**抜粋**
↓↓↓
図1Aは、本実施形態の疲労寿命の改善方法によるフロー例におけるピーニング処理前を模式的に示す断面図である。 図1Bは、本実施形態の疲労寿命の改善方法によるフロー例における止まり穴の底面へのピーニング処理後を模式的に示す断面図である。 図1Cは、本実施形態の疲労寿命の改善方法によるフロー例における止まり穴の側面と鋼部材の表面との境界へのピーニング処理後を模式的に示す断面図である。 図2は、ピンの形状例を示す模式図である。 図3は、試験片の形状を模式的に示す正面図である。 図4Aは、比較例1の止まり穴を撮像した写真である。 図4Bは、比較例1における止まり穴の中心からの距離と高さの関係を示すグラフである。 図5Aは、本発明例1の止まり穴を撮像した写真である。 図5Bは、本発明例1における止まり穴の中心からの距離と高さの関係を示すグラフである。 図6Aは、本発明例2の止まり穴を撮像した写真である。 図6Bは、本発明例2における止まり穴の中心からの距離と高さの関係を示すグラフである。 図7は、穴の中心からの距離と残留応力の関係を示す図である。 図8は、疲労寿命を示す図である。 図9Aは、試験片の破断の起点を模式的に示す正面図である。 図9Bは、図9AのIXB−IXB断面図である。
本発明の疲労寿命の改善方法および構造物の製造方法の一実施形態ついて、図面を参照しながら、以下に説明する。
[疲労寿命の改善方法]
図1A〜図1Cは、本実施形態の疲労寿命の改善方法によるフロー例を模式的に示す断面図である。これらの図のうち、図1Aはピーニング処理前、図1Bは止まり穴の底面へのピーニング処理後、図1Cは止まり穴の側面と鋼部材の表面との境界へのピーニング処理後をそれぞれ示す。図1A〜図1Cには、構造物が備える鋼部材10の一部を示す。
↑↑↑
**データ抜粋**
↓↓↓
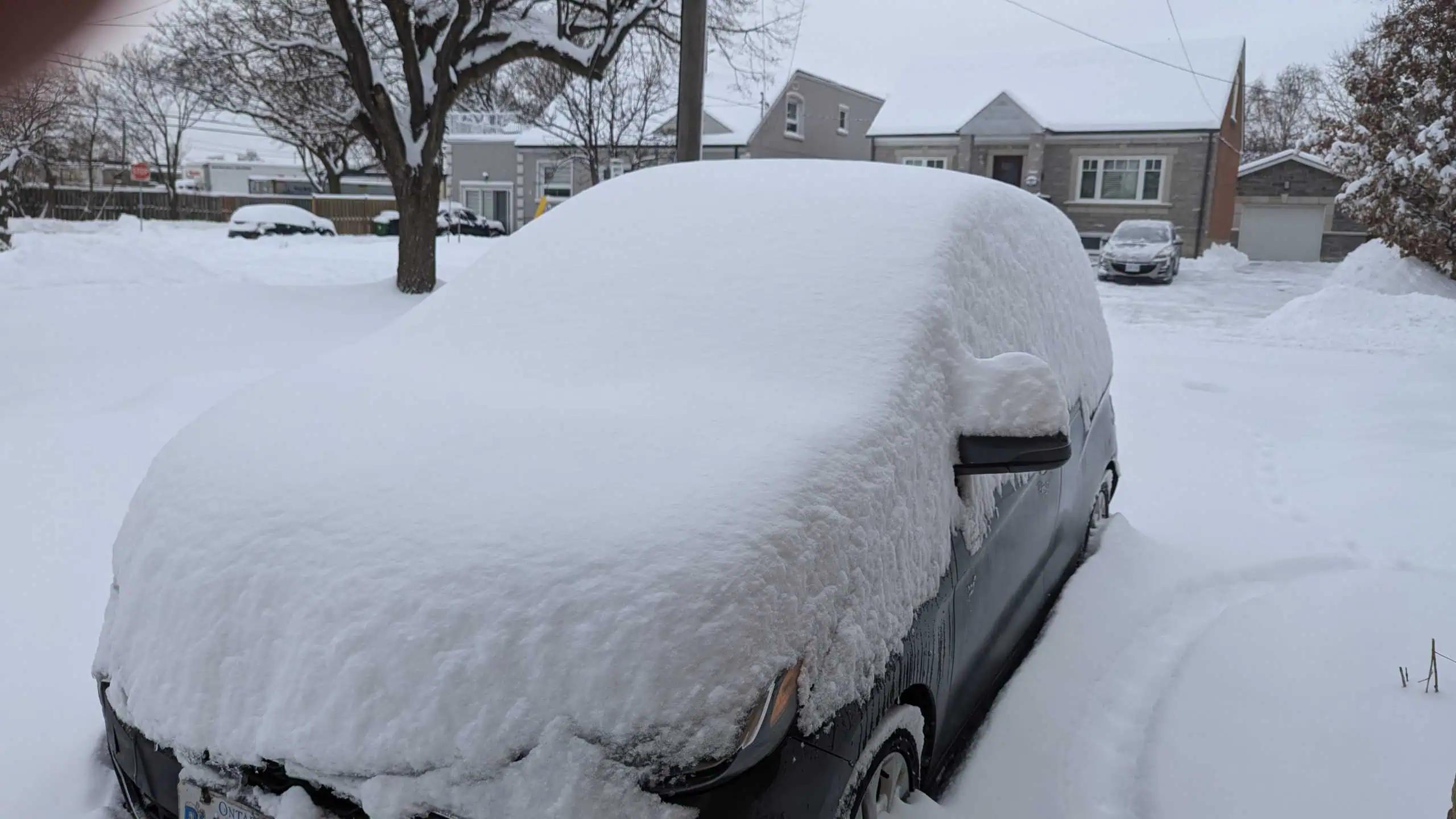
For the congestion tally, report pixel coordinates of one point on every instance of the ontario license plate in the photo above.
(196, 802)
↑↑↑
**取り組む課題**
抜粋の「本発明の疲労寿命の改善方法お」から「える鋼部材10の一部を示す。」までを両端も含めて取り出し、「止まり穴」を「有底穴」に改めた形で示してください。 答える際は抜粋に書かれていることだけを根拠にしてください。

**課題の解答**
本発明の疲労寿命の改善方法および構造物の製造方法の一実施形態ついて、図面を参照しながら、以下に説明する。
[疲労寿命の改善方法]
図1A〜図1Cは、本実施形態の疲労寿命の改善方法によるフロー例を模式的に示す断面図である。これらの図のうち、図1Aはピーニング処理前、図1Bは有底穴の底面へのピーニング処理後、図1Cは有底穴の側面と鋼部材の表面との境界へのピーニング処理後をそれぞれ示す。図1A〜図1Cには、構造物が備える鋼部材10の一部を示す。